• [Quoted passage]
++++++++

講　題： (Nearly) Efficient Algorithms for the Graph Matching Problem on Correlated Random Graphs 周紀寧 先生 (哈佛大學) 2018-05-21 (Mon) 10:00 – 12:00 資訊所新館106演講廳 鐘楷閔

The graph matching problem aims to find a (vertex) permutation between the two input graphs that minimizes the disagreement among edges. This is an extremely well studied computational problem and has wide applications in machine learning, computer vision, pattern recognition, computational biology, social network analysis, and de-anonimzation. In the worst case, the graph matching problem is NP-hard. Nevertheless, there exists polynomial-time algorithm for graph matching problem in the average case setting where one of the input graph is sampled from the Erdös-Rényi model and the other graph is yielded by applying a random permutation on the first graph.

++++++++

[Records from a collection]
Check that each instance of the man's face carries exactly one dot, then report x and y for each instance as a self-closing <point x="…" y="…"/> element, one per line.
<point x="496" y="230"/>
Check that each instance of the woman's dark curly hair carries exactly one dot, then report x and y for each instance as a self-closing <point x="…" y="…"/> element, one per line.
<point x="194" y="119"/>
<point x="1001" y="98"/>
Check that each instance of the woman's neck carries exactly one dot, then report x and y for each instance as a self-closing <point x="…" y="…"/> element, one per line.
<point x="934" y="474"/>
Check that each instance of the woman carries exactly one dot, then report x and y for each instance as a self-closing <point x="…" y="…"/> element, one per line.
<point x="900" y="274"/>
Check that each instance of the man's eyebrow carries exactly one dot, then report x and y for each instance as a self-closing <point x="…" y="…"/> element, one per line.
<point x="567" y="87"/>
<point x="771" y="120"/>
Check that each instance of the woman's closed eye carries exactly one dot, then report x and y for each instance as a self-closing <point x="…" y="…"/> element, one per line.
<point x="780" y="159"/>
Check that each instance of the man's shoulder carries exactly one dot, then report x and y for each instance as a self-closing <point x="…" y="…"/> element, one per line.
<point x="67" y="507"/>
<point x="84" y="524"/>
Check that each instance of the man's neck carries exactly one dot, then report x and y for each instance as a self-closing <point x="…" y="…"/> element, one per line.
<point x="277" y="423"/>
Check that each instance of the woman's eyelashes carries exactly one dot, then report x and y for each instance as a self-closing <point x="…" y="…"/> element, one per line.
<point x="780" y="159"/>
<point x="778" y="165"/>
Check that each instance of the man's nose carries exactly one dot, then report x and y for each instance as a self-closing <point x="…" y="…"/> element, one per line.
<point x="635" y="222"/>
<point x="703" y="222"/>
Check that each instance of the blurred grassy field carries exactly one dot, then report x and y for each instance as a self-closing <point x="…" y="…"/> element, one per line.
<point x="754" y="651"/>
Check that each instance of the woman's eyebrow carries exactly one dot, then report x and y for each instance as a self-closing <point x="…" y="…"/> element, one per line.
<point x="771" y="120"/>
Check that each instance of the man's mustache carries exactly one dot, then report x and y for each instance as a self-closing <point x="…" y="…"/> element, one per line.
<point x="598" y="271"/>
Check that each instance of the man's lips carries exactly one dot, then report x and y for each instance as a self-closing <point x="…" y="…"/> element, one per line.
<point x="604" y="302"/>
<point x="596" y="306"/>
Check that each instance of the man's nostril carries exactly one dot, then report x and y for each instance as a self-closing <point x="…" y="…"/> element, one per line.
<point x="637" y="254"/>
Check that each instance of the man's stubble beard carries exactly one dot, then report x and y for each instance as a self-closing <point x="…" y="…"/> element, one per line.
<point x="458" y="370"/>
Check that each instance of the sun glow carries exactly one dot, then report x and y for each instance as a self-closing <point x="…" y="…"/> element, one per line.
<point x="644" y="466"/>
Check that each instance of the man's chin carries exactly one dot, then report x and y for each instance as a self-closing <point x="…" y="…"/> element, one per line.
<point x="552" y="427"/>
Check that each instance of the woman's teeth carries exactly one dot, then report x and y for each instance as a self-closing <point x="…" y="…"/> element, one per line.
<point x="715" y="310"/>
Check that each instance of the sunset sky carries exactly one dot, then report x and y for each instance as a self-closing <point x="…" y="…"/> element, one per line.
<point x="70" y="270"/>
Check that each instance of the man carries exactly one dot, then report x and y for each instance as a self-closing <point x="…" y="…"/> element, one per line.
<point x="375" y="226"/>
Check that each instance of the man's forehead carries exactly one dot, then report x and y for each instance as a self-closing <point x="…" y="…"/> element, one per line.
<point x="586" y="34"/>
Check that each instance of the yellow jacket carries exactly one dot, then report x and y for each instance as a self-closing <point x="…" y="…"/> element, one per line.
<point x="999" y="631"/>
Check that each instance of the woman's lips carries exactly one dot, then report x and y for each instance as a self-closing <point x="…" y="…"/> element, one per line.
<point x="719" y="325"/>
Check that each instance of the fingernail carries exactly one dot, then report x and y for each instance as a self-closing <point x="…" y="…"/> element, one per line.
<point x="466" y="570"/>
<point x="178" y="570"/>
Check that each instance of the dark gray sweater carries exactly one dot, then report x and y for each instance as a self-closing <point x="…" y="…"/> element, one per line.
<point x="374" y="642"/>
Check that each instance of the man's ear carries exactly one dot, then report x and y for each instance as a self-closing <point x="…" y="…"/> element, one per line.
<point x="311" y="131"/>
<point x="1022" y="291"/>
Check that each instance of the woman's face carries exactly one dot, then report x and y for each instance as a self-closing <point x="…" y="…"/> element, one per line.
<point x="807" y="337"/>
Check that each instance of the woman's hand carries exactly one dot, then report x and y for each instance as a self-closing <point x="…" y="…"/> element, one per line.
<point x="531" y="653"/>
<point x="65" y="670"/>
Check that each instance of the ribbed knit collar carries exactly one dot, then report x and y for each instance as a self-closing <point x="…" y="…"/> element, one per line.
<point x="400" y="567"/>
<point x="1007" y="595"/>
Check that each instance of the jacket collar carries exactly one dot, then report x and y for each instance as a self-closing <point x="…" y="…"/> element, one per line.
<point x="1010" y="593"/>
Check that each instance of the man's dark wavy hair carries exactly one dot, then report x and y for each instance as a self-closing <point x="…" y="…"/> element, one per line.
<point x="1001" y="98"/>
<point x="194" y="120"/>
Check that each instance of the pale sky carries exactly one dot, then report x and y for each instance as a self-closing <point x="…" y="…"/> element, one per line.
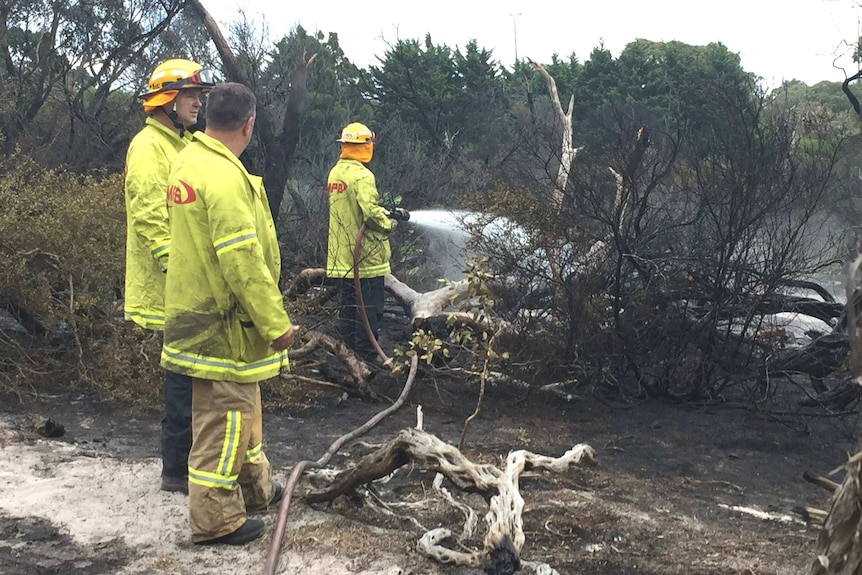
<point x="776" y="39"/>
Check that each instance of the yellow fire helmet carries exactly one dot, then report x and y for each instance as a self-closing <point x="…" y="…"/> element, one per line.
<point x="171" y="76"/>
<point x="356" y="133"/>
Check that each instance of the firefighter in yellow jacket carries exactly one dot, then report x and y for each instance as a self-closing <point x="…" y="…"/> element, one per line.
<point x="354" y="201"/>
<point x="172" y="102"/>
<point x="225" y="322"/>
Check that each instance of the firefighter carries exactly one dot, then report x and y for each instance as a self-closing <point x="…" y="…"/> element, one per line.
<point x="353" y="201"/>
<point x="225" y="322"/>
<point x="172" y="102"/>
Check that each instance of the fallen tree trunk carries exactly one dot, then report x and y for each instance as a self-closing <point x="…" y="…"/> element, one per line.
<point x="505" y="535"/>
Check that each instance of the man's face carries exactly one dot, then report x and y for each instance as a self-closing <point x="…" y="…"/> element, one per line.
<point x="188" y="104"/>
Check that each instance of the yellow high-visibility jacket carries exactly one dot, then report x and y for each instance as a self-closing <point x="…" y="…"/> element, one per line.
<point x="223" y="305"/>
<point x="353" y="200"/>
<point x="148" y="237"/>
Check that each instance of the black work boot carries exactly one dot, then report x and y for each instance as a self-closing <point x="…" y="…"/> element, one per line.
<point x="175" y="484"/>
<point x="249" y="531"/>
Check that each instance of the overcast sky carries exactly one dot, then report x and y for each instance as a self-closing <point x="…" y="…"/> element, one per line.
<point x="776" y="39"/>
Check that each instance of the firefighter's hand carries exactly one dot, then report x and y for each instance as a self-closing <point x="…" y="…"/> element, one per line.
<point x="399" y="214"/>
<point x="285" y="340"/>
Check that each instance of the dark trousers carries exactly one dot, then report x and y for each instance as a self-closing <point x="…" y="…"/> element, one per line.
<point x="350" y="326"/>
<point x="177" y="425"/>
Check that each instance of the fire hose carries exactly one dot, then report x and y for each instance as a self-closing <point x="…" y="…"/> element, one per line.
<point x="281" y="522"/>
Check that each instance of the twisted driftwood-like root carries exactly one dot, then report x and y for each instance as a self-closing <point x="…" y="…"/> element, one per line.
<point x="505" y="535"/>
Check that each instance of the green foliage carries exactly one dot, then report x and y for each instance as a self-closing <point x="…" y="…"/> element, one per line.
<point x="61" y="272"/>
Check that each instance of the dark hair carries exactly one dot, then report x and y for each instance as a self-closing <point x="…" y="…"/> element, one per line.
<point x="229" y="105"/>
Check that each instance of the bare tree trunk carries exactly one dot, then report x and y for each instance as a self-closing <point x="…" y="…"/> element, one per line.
<point x="278" y="144"/>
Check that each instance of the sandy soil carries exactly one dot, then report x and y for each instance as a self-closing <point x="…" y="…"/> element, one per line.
<point x="668" y="495"/>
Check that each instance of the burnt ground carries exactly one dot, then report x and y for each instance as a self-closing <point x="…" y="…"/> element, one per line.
<point x="660" y="500"/>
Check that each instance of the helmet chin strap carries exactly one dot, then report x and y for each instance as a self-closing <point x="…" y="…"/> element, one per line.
<point x="176" y="119"/>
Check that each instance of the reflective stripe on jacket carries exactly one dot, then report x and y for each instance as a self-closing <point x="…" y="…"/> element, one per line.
<point x="148" y="163"/>
<point x="353" y="200"/>
<point x="224" y="307"/>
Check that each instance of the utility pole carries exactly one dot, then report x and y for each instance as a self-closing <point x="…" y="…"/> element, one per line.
<point x="515" y="30"/>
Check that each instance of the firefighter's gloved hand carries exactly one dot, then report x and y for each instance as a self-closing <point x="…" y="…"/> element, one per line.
<point x="399" y="214"/>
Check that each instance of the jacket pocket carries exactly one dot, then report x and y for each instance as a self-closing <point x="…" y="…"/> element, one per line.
<point x="253" y="346"/>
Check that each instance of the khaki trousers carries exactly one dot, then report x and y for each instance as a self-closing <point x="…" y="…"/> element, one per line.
<point x="228" y="470"/>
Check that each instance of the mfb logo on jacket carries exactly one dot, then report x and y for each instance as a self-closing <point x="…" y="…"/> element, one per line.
<point x="336" y="187"/>
<point x="180" y="194"/>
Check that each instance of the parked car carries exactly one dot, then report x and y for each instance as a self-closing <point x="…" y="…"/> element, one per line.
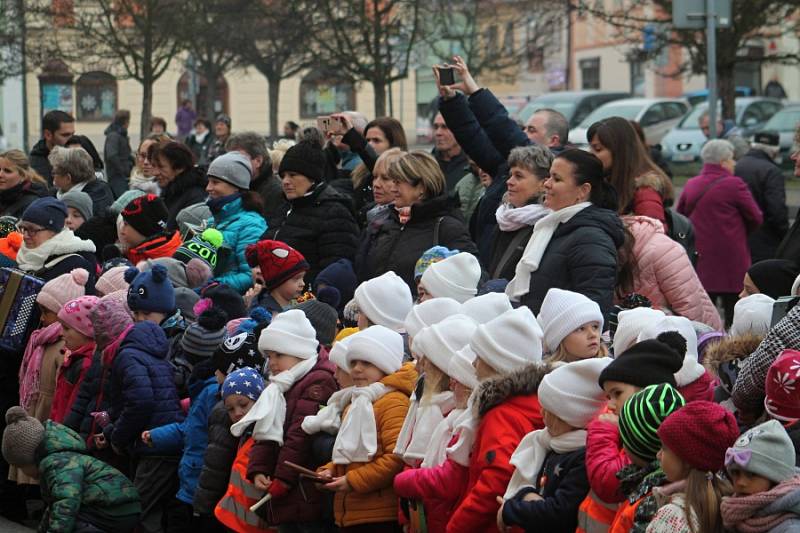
<point x="785" y="123"/>
<point x="575" y="105"/>
<point x="684" y="142"/>
<point x="656" y="116"/>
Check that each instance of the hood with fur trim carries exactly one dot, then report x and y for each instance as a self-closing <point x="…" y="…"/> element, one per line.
<point x="522" y="382"/>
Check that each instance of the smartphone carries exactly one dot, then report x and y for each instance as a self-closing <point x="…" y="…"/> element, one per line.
<point x="447" y="75"/>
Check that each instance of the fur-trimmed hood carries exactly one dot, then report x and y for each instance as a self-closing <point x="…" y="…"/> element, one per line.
<point x="522" y="382"/>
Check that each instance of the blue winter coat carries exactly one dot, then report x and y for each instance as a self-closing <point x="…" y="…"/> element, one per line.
<point x="191" y="436"/>
<point x="239" y="227"/>
<point x="143" y="394"/>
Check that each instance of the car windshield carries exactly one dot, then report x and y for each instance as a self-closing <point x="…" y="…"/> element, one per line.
<point x="624" y="111"/>
<point x="784" y="120"/>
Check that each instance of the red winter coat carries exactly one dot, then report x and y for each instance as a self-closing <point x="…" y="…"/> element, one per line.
<point x="509" y="409"/>
<point x="266" y="457"/>
<point x="722" y="217"/>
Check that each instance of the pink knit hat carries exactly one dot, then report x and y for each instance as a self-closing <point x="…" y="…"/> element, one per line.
<point x="77" y="314"/>
<point x="112" y="280"/>
<point x="62" y="289"/>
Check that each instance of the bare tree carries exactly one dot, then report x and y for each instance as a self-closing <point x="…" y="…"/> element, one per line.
<point x="751" y="20"/>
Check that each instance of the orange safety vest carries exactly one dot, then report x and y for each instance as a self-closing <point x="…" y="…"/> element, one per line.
<point x="233" y="510"/>
<point x="595" y="515"/>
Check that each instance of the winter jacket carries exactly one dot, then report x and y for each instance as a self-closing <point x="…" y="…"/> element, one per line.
<point x="117" y="153"/>
<point x="143" y="394"/>
<point x="563" y="485"/>
<point x="239" y="228"/>
<point x="581" y="257"/>
<point x="397" y="247"/>
<point x="509" y="409"/>
<point x="767" y="185"/>
<point x="372" y="498"/>
<point x="69" y="380"/>
<point x="73" y="482"/>
<point x="188" y="188"/>
<point x="320" y="225"/>
<point x="14" y="201"/>
<point x="665" y="274"/>
<point x="723" y="212"/>
<point x="303" y="399"/>
<point x="190" y="436"/>
<point x="162" y="245"/>
<point x="217" y="461"/>
<point x="748" y="391"/>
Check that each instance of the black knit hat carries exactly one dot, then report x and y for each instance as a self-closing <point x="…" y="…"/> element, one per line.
<point x="304" y="158"/>
<point x="646" y="363"/>
<point x="146" y="214"/>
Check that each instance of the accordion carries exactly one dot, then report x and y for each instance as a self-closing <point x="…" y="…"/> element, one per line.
<point x="19" y="314"/>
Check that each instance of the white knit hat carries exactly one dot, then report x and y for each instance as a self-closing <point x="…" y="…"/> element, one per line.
<point x="456" y="277"/>
<point x="378" y="345"/>
<point x="691" y="369"/>
<point x="630" y="323"/>
<point x="563" y="312"/>
<point x="439" y="342"/>
<point x="429" y="313"/>
<point x="385" y="300"/>
<point x="461" y="368"/>
<point x="510" y="341"/>
<point x="289" y="333"/>
<point x="752" y="314"/>
<point x="487" y="306"/>
<point x="338" y="353"/>
<point x="572" y="393"/>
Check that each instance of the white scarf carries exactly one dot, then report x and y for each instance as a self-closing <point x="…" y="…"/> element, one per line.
<point x="442" y="435"/>
<point x="64" y="242"/>
<point x="534" y="250"/>
<point x="510" y="218"/>
<point x="357" y="441"/>
<point x="418" y="427"/>
<point x="529" y="456"/>
<point x="269" y="412"/>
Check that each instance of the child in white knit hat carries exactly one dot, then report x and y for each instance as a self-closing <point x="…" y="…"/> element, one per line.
<point x="502" y="410"/>
<point x="363" y="466"/>
<point x="550" y="481"/>
<point x="572" y="325"/>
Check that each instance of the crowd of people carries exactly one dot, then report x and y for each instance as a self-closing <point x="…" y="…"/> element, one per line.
<point x="337" y="333"/>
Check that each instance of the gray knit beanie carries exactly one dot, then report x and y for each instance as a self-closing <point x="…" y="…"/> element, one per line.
<point x="22" y="436"/>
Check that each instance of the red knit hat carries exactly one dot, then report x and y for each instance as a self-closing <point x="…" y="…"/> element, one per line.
<point x="782" y="400"/>
<point x="699" y="433"/>
<point x="278" y="261"/>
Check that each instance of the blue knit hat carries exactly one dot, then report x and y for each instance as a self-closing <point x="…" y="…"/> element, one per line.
<point x="245" y="382"/>
<point x="150" y="291"/>
<point x="47" y="212"/>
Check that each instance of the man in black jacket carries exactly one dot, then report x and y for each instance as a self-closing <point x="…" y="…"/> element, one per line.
<point x="57" y="128"/>
<point x="765" y="180"/>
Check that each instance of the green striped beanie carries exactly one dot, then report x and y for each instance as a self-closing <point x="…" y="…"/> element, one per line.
<point x="641" y="416"/>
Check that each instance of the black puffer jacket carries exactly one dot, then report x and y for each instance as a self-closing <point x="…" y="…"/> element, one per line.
<point x="581" y="257"/>
<point x="397" y="247"/>
<point x="220" y="454"/>
<point x="188" y="188"/>
<point x="321" y="226"/>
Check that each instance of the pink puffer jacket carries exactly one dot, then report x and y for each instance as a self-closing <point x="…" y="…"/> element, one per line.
<point x="666" y="275"/>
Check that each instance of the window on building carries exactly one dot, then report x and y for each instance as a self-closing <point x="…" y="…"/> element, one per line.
<point x="590" y="73"/>
<point x="96" y="94"/>
<point x="322" y="93"/>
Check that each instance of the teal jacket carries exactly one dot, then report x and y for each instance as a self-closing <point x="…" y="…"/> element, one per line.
<point x="72" y="481"/>
<point x="239" y="228"/>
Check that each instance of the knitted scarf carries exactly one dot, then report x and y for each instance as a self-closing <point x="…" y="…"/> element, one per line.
<point x="533" y="449"/>
<point x="534" y="251"/>
<point x="269" y="412"/>
<point x="357" y="441"/>
<point x="761" y="512"/>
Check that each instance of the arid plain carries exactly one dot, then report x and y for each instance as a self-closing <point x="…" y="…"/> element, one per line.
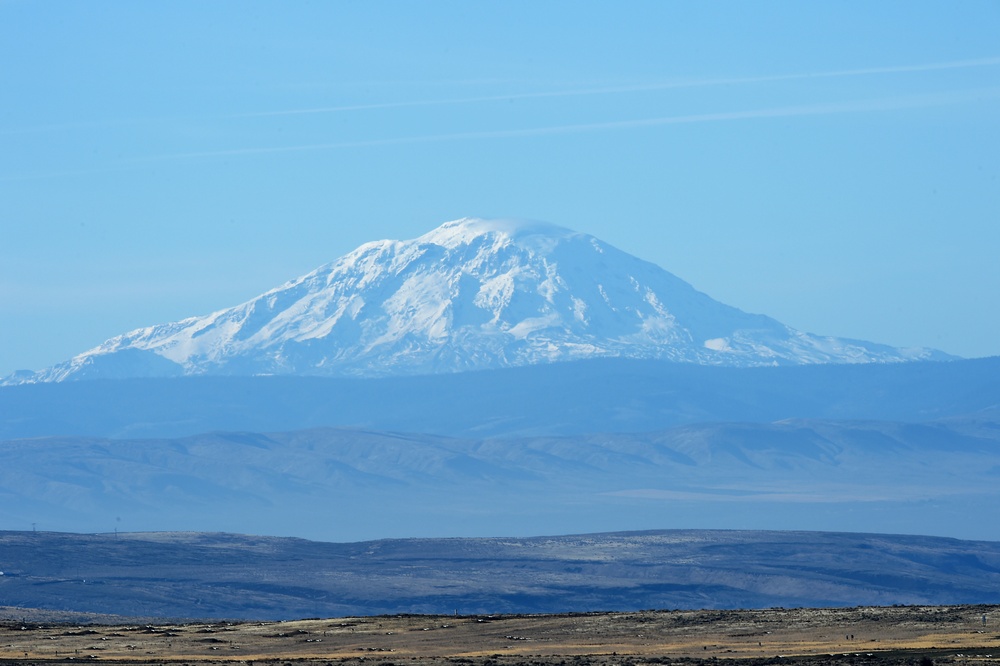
<point x="899" y="634"/>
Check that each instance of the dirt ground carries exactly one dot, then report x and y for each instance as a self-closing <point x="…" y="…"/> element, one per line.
<point x="903" y="635"/>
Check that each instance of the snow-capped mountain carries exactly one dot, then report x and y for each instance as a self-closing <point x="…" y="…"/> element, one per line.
<point x="471" y="294"/>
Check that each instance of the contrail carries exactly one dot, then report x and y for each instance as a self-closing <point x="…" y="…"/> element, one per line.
<point x="609" y="90"/>
<point x="873" y="105"/>
<point x="859" y="106"/>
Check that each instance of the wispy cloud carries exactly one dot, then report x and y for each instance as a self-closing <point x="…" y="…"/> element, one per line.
<point x="879" y="105"/>
<point x="649" y="87"/>
<point x="862" y="106"/>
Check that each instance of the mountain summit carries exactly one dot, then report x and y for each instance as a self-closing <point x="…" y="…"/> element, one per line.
<point x="472" y="294"/>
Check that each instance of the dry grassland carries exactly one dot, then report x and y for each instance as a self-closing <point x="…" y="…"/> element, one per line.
<point x="904" y="635"/>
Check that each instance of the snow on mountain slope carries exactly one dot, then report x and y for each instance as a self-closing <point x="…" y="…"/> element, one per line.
<point x="471" y="294"/>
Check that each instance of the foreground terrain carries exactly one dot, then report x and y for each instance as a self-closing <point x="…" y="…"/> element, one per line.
<point x="902" y="634"/>
<point x="227" y="576"/>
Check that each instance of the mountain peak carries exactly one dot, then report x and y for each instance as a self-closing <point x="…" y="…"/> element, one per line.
<point x="470" y="294"/>
<point x="527" y="233"/>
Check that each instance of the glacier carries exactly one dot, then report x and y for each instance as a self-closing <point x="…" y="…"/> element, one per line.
<point x="472" y="294"/>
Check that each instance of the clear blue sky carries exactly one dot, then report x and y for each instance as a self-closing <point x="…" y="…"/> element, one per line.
<point x="835" y="165"/>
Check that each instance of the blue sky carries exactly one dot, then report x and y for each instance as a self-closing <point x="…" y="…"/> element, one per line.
<point x="835" y="165"/>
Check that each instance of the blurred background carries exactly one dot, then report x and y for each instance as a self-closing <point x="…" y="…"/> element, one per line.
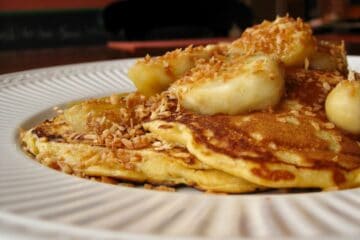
<point x="40" y="33"/>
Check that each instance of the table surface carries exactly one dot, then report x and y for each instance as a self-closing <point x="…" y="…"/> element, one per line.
<point x="18" y="60"/>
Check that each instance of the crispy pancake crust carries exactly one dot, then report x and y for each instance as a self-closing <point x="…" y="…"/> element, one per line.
<point x="290" y="146"/>
<point x="51" y="144"/>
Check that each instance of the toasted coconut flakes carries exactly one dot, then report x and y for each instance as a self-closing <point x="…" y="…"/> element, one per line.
<point x="315" y="125"/>
<point x="351" y="76"/>
<point x="329" y="125"/>
<point x="181" y="154"/>
<point x="115" y="99"/>
<point x="326" y="86"/>
<point x="272" y="145"/>
<point x="159" y="188"/>
<point x="308" y="113"/>
<point x="108" y="180"/>
<point x="127" y="143"/>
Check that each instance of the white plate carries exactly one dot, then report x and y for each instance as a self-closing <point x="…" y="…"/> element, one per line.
<point x="38" y="202"/>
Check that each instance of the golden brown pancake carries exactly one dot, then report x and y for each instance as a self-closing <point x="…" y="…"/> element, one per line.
<point x="56" y="145"/>
<point x="292" y="145"/>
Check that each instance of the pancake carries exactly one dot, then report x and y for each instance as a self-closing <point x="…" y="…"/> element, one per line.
<point x="234" y="117"/>
<point x="55" y="144"/>
<point x="290" y="146"/>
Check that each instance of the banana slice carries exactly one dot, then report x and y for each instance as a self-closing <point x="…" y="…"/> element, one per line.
<point x="231" y="85"/>
<point x="154" y="75"/>
<point x="288" y="39"/>
<point x="343" y="106"/>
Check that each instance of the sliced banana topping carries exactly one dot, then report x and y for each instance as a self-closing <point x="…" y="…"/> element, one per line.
<point x="154" y="75"/>
<point x="288" y="39"/>
<point x="343" y="106"/>
<point x="231" y="85"/>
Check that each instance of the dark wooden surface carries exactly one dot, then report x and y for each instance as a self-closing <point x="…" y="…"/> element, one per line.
<point x="18" y="60"/>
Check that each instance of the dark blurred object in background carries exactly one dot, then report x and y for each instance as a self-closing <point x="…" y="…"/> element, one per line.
<point x="176" y="19"/>
<point x="57" y="25"/>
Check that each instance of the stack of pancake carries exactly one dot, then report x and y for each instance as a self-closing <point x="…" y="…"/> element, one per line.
<point x="165" y="135"/>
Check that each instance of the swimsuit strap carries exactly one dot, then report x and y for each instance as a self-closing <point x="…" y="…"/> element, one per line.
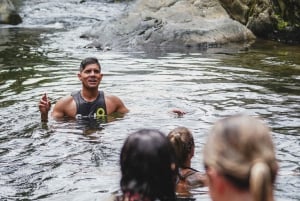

++++++++

• [Task requirements]
a - Reproduce the talk announcement from "The graph matching problem aims" up to and including "the first graph.".
b - According to the talk announcement, how hard is the graph matching problem in the worst case?
c - The talk announcement names areas where the graph matching problem has wide applications. List each of those areas whose name is exactly two words long.

• [Task responses]
a -
The graph matching problem aims to find a (vertex) permutation between the two input graphs that minimizes the disagreement among edges. This is an extremely well studied computational problem and has wide applications in machine learning, computer vision, pattern recognition, computational biology, social network analysis, and de-anonimzation. In the worst case, the graph matching problem is NP-hard. Nevertheless, there exists polynomial-time algorithm for graph matching problem in the average case setting where one of the input graph is sampled from the Erdös-Rényi model and the other graph is yielded by applying a random permutation on the first graph.

b - In the worst case, the graph matching problem is NP-hard.

c - machine learning, computer vision, pattern recognition, computational biology